Doctors Talking About DTC Advertising

>> Tuesday, July 7, 2009

Here's another post from the Planning Group here at Saatchi Wellness. Jacob Braude comments on how direct-to-consumer advertising isn't just for consumers anymore.







Hope this finds you well -- Jim.






Take it away, Jacob:


An interesting finding from Verilogue came through my email recently.




For those of you who aren’t familiar with them, Verilogue offers the unique service of letting you listen to the actual conversations (blinded to preserve privacy of course) that happen between doctors and patients – discovering the common language they use, who does most of the talking, and what they are actually talking about.


They recently took a look through their database of conversations to try and understand how DTC TV ads effected (if they did) the patient-physician dialogue – and they discovered something surprising.


Out of all of the conversations where DTC was mentioned, 54% of the time it was physicians who brought up the advertising – not patients.


Even more surprising, four out of the top five reasons they introduced DTC into the conversation were positive:


Top 5 ways doctors use DTC:
1. Activate the patient’s prior knowledge about medications before a treatment decision has been made
2. Express overt negative sentiment about DTC
3. Increase patient buy-in after a treatment decision has been made
4. Use a DTC advertisement to start the side effect discussion
5. Encourage patients to pay attention to DTC and/or seek information outside the visit


In today’s world of hyper-focus on measurement and accountability, it serves us well to remember that we often don’t understand all of the mysterious and powerful ways that marketing affects our audiences – or even which audiences we may be affecting.

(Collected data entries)
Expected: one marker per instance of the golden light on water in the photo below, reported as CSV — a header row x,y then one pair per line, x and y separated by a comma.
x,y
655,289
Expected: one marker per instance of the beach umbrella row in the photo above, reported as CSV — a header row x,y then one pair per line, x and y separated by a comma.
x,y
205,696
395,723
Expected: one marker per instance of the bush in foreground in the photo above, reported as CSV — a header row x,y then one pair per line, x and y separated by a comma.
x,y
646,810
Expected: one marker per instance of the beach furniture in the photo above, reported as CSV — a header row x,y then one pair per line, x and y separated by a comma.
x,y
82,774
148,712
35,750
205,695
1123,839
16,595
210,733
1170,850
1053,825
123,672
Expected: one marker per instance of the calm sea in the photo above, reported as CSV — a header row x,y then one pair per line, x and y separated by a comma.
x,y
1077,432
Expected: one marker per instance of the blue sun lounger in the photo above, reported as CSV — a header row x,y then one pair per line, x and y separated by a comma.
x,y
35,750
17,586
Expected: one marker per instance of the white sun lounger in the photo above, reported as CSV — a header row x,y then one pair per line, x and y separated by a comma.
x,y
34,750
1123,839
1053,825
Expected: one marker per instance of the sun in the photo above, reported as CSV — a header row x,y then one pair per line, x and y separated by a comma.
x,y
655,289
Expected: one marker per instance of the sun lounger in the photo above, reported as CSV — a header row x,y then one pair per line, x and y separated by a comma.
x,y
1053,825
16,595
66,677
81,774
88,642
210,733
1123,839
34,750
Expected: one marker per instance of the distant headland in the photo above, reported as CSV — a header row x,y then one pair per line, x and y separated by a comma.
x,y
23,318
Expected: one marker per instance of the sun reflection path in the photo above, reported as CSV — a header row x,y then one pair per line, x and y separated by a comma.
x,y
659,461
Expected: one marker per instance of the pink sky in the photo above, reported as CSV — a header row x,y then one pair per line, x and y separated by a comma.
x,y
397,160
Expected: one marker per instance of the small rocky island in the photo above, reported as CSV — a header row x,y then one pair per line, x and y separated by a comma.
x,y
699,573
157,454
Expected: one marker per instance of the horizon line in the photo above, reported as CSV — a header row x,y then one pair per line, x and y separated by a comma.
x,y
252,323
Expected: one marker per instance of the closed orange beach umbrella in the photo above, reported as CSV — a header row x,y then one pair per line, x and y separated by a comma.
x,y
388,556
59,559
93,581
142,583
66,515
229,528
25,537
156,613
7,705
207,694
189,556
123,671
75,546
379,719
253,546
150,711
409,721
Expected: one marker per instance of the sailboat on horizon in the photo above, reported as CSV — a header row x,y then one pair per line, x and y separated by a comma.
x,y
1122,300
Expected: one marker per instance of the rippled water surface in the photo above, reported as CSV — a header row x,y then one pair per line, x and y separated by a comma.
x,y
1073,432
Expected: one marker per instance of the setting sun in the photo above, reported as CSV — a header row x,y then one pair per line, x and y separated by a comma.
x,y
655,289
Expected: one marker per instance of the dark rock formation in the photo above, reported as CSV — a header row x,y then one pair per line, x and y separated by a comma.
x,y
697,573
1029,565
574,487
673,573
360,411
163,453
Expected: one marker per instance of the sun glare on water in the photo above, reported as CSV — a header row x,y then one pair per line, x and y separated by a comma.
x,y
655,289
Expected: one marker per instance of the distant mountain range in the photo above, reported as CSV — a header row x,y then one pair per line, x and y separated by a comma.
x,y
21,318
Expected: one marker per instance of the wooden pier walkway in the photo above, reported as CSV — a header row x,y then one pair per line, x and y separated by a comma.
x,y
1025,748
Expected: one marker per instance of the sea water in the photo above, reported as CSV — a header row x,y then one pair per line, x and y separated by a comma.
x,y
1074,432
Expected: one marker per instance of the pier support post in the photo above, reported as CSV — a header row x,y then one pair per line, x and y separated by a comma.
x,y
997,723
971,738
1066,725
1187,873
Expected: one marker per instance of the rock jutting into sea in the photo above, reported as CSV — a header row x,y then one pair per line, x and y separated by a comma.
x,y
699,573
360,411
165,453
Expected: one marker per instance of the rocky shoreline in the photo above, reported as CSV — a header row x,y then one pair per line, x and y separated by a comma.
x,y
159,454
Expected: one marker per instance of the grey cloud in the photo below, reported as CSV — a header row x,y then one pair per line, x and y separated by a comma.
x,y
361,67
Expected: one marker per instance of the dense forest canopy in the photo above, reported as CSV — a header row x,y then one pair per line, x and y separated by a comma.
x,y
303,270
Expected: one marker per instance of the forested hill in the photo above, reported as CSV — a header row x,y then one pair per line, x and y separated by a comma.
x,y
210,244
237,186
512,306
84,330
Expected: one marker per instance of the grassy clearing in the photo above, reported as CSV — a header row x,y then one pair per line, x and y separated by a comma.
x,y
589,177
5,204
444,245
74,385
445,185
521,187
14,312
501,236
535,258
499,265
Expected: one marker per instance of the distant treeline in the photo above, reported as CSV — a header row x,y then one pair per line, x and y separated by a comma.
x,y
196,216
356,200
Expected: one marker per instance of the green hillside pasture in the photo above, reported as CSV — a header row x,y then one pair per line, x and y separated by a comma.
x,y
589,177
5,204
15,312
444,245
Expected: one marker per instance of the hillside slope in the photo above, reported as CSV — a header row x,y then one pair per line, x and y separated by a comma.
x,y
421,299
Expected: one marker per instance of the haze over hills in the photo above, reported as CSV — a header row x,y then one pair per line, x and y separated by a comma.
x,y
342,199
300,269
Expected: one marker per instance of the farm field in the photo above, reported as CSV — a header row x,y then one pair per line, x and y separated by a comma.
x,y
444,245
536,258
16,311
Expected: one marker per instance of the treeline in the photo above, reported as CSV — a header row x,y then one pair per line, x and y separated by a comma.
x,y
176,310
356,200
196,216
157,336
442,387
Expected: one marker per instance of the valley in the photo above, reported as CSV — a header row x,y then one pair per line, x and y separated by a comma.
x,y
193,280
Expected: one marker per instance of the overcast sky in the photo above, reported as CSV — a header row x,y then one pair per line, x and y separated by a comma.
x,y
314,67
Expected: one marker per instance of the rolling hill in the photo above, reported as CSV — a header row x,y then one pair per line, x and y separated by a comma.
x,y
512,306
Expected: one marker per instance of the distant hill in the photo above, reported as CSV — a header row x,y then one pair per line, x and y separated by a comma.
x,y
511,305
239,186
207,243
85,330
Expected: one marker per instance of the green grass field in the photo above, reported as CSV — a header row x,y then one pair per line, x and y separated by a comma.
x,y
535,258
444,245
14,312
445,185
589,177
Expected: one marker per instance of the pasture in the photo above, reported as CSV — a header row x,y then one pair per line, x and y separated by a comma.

▶ **How to complete this task**: Reproduce the part of the post about doctors discussing DTC advertising starting at "Here's another post" and ending at "well -- Jim.".

▶ **Written response**:
Here's another post from the Planning Group here at Saatchi Wellness. Jacob Braude comments on how direct-to-consumer advertising isn't just for consumers anymore.







Hope this finds you well -- Jim.